Records from a data collection:
____________________

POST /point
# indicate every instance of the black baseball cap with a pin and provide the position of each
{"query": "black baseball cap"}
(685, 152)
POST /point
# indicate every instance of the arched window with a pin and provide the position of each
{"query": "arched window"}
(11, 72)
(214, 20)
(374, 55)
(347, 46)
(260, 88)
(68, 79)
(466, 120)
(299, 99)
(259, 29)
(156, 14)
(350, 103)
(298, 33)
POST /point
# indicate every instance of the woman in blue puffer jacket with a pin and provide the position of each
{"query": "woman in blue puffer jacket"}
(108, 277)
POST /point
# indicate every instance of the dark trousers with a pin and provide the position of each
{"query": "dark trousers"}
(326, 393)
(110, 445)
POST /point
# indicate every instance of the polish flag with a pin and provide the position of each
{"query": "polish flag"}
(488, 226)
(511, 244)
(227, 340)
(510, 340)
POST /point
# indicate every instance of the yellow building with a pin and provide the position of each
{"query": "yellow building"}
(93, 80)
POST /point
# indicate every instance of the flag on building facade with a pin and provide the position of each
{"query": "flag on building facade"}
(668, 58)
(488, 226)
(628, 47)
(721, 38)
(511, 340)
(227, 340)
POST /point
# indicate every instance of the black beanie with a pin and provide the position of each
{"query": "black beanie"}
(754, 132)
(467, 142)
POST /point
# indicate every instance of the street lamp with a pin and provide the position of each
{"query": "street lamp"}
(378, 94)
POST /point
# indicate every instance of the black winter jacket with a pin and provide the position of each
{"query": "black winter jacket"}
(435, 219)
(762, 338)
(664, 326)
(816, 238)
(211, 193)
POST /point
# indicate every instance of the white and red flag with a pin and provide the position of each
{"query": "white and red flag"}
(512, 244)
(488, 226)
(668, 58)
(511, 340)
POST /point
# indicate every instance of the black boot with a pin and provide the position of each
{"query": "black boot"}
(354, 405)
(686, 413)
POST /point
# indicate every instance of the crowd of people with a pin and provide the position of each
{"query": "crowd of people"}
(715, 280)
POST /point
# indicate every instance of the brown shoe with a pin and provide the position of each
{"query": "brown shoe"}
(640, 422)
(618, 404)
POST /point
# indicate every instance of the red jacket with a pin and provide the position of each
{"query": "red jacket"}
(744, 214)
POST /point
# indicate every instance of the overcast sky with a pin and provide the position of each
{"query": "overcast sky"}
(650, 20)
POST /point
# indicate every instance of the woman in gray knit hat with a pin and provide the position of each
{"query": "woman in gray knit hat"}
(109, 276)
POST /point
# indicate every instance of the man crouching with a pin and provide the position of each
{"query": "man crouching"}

____________________

The problem |
Find each line in the data above with the word "crouching", then copy it.

Solution to this task |
# indicate every instance of the man crouching with a pin and provide the position of each
{"query": "man crouching"}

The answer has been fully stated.